EXERCISE BRIEF —
Each record below should be repeated precisely as written.

SOURCE MATERIAL —
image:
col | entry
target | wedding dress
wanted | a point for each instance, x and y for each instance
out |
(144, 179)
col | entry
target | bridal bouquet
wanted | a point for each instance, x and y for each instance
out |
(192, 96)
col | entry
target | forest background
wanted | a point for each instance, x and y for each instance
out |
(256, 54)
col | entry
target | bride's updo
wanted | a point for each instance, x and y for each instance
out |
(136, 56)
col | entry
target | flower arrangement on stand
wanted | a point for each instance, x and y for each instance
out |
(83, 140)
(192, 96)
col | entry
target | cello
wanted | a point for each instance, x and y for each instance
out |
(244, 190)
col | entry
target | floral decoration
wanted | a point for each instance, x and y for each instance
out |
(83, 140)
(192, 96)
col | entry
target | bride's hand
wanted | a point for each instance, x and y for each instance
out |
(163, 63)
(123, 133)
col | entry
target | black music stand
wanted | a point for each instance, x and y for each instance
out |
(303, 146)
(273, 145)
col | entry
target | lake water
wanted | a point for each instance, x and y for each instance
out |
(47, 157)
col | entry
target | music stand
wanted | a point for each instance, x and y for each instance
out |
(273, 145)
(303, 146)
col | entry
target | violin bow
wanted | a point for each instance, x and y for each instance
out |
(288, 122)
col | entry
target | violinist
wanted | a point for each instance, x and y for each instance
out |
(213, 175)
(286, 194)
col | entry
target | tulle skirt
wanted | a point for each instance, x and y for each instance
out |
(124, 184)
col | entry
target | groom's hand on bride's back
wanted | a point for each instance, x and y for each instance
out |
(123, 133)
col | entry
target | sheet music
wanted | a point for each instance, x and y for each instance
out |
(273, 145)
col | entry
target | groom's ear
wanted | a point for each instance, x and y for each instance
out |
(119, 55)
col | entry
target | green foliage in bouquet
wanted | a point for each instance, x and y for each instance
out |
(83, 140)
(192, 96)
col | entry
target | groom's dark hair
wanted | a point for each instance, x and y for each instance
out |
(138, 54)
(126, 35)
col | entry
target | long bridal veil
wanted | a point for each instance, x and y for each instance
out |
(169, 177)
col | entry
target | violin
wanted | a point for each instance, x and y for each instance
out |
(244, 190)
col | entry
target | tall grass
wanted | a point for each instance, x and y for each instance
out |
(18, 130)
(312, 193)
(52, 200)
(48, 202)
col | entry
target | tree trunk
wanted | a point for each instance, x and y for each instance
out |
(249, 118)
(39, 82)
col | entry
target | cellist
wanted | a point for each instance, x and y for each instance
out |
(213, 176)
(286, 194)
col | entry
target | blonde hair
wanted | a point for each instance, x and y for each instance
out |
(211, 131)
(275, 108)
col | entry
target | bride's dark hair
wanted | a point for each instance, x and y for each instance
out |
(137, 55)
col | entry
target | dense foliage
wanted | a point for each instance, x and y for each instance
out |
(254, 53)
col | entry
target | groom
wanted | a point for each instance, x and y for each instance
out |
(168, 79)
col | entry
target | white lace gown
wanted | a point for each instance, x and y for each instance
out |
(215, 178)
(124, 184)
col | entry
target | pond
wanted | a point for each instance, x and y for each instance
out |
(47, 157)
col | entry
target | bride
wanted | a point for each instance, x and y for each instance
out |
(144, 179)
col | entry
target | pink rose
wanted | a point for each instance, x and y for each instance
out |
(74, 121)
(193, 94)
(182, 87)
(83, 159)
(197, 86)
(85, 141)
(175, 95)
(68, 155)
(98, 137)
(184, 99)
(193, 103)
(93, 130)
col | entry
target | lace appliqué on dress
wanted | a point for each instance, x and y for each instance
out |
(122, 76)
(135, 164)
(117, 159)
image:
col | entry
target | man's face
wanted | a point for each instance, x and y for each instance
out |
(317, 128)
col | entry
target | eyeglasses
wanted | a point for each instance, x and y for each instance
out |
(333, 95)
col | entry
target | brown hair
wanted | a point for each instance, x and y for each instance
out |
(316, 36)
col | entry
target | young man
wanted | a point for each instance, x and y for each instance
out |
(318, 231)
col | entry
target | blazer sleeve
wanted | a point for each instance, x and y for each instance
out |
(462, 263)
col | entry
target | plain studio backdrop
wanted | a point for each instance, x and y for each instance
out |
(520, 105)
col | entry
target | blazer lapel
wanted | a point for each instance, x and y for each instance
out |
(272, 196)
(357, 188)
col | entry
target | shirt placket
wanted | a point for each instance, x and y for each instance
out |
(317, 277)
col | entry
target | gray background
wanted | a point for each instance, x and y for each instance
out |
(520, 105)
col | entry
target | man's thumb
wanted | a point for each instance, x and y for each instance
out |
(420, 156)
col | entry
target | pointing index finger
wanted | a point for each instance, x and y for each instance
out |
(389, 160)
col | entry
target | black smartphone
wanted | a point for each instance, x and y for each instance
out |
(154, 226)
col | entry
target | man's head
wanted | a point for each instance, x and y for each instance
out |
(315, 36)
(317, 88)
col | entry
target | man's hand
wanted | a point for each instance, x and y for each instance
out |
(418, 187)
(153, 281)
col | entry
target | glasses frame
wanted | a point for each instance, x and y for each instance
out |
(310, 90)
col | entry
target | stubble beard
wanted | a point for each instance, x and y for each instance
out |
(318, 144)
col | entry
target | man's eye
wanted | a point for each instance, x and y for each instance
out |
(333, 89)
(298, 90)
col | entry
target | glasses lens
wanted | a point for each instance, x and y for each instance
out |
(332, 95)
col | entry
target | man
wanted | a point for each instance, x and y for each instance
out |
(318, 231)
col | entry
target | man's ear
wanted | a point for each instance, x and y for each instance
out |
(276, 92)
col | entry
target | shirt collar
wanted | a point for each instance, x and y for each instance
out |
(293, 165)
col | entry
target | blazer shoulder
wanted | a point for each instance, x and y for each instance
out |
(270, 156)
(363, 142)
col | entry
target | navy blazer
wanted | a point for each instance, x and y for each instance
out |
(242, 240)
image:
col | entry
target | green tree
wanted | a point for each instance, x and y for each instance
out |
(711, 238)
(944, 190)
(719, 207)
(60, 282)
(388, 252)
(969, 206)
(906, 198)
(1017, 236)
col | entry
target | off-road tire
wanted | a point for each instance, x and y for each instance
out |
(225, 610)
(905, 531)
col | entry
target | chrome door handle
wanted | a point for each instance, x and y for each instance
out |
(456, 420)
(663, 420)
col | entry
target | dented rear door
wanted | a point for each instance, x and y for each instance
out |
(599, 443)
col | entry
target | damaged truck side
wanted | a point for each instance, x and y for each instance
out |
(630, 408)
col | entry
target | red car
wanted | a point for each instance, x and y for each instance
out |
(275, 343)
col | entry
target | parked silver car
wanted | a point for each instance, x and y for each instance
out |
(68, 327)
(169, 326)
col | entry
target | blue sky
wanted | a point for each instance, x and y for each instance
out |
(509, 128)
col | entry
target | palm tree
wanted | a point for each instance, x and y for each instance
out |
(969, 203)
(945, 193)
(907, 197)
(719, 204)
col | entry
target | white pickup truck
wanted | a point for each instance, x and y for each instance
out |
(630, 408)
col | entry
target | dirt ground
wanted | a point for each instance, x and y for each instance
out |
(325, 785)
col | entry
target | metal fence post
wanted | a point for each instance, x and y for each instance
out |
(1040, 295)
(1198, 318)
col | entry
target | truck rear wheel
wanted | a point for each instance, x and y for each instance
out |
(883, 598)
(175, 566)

TASK SOLUTION —
image:
col | entry
target | wedding dress
wanted | a point for each instance, x and y for each instance
out |
(144, 179)
col | entry
target | bridal bouquet
wanted | a point for each instance, x and y for each instance
out |
(192, 96)
col | entry
target | forest background
wanted | a point for each instance, x and y for each instance
out |
(256, 54)
col | entry
target | bride's updo
wanted | a point for each instance, x and y for each instance
out |
(136, 56)
col | entry
target | flower arrangement on stand
wanted | a point for each instance, x and y for each instance
out |
(83, 140)
(192, 96)
col | entry
target | cello
wanted | a point for each instance, x and y for each instance
out |
(244, 190)
col | entry
target | floral decoration
wanted | a point for each instance, x and y for each instance
out |
(83, 140)
(192, 96)
col | entry
target | bride's hand
wanted | a point for each instance, x and y for each instance
out |
(163, 63)
(123, 133)
col | entry
target | black music stand
wanted | a point for each instance, x and y for each instance
out |
(303, 146)
(273, 145)
col | entry
target | lake water
wanted | a point for each instance, x and y for each instance
out |
(47, 157)
col | entry
target | music stand
wanted | a point for each instance, x and y for each instance
out |
(273, 145)
(303, 146)
col | entry
target | violin bow
wanted | a point for each instance, x and y for each instance
out |
(288, 122)
col | entry
target | violinist
wanted | a point for each instance, x and y for each instance
out |
(213, 175)
(286, 194)
col | entry
target | tulle skirt
wanted | a point for each instance, x and y for each instance
out |
(124, 184)
col | entry
target | groom's hand on bride's back
wanted | a point for each instance, x and y for each instance
out |
(123, 133)
col | entry
target | sheet music
wanted | a point for each instance, x and y for each instance
out |
(273, 145)
col | entry
target | groom's ear
wanted | a point for each instance, x and y for each instance
out |
(119, 55)
col | entry
target | green foliage in bouquet
wanted | a point for each instance, x and y for each instance
out |
(83, 140)
(192, 96)
col | entry
target | groom's dark hair
wanted | a point for each instance, x and y for each instance
out |
(138, 54)
(126, 35)
col | entry
target | long bridal veil
wanted | a point for each instance, x and y for each instance
out |
(169, 177)
col | entry
target | violin
wanted | a point for each instance, x and y for each instance
out |
(244, 190)
col | entry
target | tall grass
wanted | a point for each instance, x and y for each instance
out |
(18, 130)
(312, 193)
(52, 200)
(48, 202)
col | entry
target | tree trunk
wanted | a point for each instance, x and y for each instance
out |
(249, 118)
(39, 82)
col | entry
target | cellist
wanted | a point for each instance, x and y for each instance
out |
(213, 176)
(286, 194)
col | entry
target | blonde hair
wanted | a point for each instance, x and y for each instance
out |
(211, 131)
(275, 108)
col | entry
target | bride's dark hair
wanted | a point for each instance, x and y for each instance
out |
(137, 55)
col | entry
target | dense foliage
wanted | a point for each instance, x and y for each instance
out |
(254, 53)
col | entry
target | groom
wanted | a point for each instance, x and y for each instance
out |
(168, 79)
col | entry
target | white lace gown
wanted | a point for each instance, x and y for each instance
out |
(215, 178)
(124, 184)
col | entry
target | pond
wanted | a point for each instance, x and y for each instance
out |
(47, 157)
col | entry
target | bride
wanted | a point for each instance, x and y for each instance
out |
(144, 179)
col | entry
target | pink rose
wanted | a point for each instance, x and y for each instance
out |
(74, 121)
(193, 94)
(182, 87)
(83, 159)
(197, 86)
(85, 141)
(175, 95)
(68, 155)
(98, 137)
(184, 99)
(193, 103)
(93, 130)
col | entry
target | lace appliqué on dress
wanted | a point for each instance, x and y for each instance
out |
(122, 76)
(135, 164)
(117, 159)
image:
col | entry
target | man's face
wanted | a point for each instance, x and y for each instance
out |
(317, 128)
col | entry
target | eyeglasses
wanted | a point for each instance, x and y for each instance
out |
(333, 95)
col | entry
target | brown hair
wanted | a point for each instance, x and y for each instance
out |
(316, 36)
col | entry
target | young man
wanted | a point for each instance, x and y for each instance
out |
(318, 231)
col | entry
target | blazer sleeve
wanted | a point for each instance, x and y for each instance
out |
(462, 263)
col | entry
target | plain studio backdrop
wanted | a point for each instance, x and y for each instance
out |
(520, 105)
col | entry
target | blazer lapel
wanted | a point for each instance, x and y for each instance
out |
(272, 196)
(357, 188)
col | entry
target | shirt placket
wanted | a point for each instance, x and y for each instance
out |
(317, 277)
col | entry
target | gray background
wanted | a point for each instance, x and y for each instance
out |
(520, 105)
col | entry
target | man's thumb
wanted | a point for each instance, x and y for each instance
out |
(420, 156)
col | entry
target | pointing index finger
wanted | a point for each instance, x and y for each instance
out |
(389, 160)
col | entry
target | black smartphone
wanted | a point for each instance, x and y for each instance
out |
(154, 226)
col | entry
target | man's head
wanted | a point for each instance, x and y for each instance
out |
(315, 36)
(317, 88)
col | entry
target | man's hand
wanted | a point for each instance, x and y for each instance
out |
(418, 187)
(153, 281)
col | entry
target | glasses frame
wanted | a point for each instance, x and y for each instance
out |
(310, 90)
col | entry
target | stubble beard
wanted | a point for each instance, x and y for each instance
out |
(318, 144)
col | entry
target | man's eye
wanted | a point for each instance, x and y for each instance
out |
(333, 89)
(298, 90)
col | entry
target | glasses lens
wanted | a point for each instance, x and y for each instance
out |
(332, 95)
col | entry
target | man
wanted | a point for each instance, x and y for each instance
out |
(318, 231)
col | entry
target | man's ear
wanted | a point for each instance, x and y for each instance
out |
(276, 92)
col | entry
target | shirt collar
wanted | a point for each instance, x and y for each instance
out |
(293, 165)
col | entry
target | blazer shoulder
wanted | a point for each instance, x and y for each instance
out |
(270, 156)
(363, 142)
col | entry
target | navy blazer
wanted | a point for each instance, x and y for each instance
out |
(242, 240)
image:
col | entry
target | green tree
wanted | a point for each instance, x and y for each instance
out |
(711, 238)
(944, 190)
(719, 207)
(60, 282)
(388, 252)
(969, 206)
(906, 198)
(1017, 236)
col | entry
target | off-road tire
wanted | a point for each instance, x and y for each instance
out |
(225, 610)
(905, 531)
col | entry
target | chrome door handle
wanted | a point for each instance, x and y for each instance
out |
(456, 420)
(663, 420)
col | entry
target | dented rear door
wanted | a point for each instance, x and y for each instance
out |
(599, 443)
col | entry
target | damaged truck side
wanted | a point for each instance, x and y for each instance
out |
(630, 408)
col | entry
target | red car
wanted | a point for each instance, x and y for each instance
out |
(275, 343)
col | entry
target | parked silver car
wanted | a point for each instance, x and y for each instance
out |
(68, 327)
(169, 326)
col | entry
target | blue sky
wanted | a point for each instance, x and y for each instance
out |
(509, 128)
col | entry
target | palm tree
wanted | a point for each instance, x and y for each instance
out |
(969, 203)
(945, 193)
(907, 197)
(719, 204)
col | entry
target | white pickup truck
wanted | a point for each instance, x and y for each instance
out |
(630, 408)
col | entry
target | dirt ground
wanted | a point for each instance, x and y for each instance
out |
(325, 785)
col | entry
target | metal fence post
wanted | a point for each instance, x and y for each instance
out |
(1040, 295)
(1198, 318)
col | entry
target | truck rear wheel
wanted | a point for each instance, x and y for each instance
out |
(883, 598)
(175, 566)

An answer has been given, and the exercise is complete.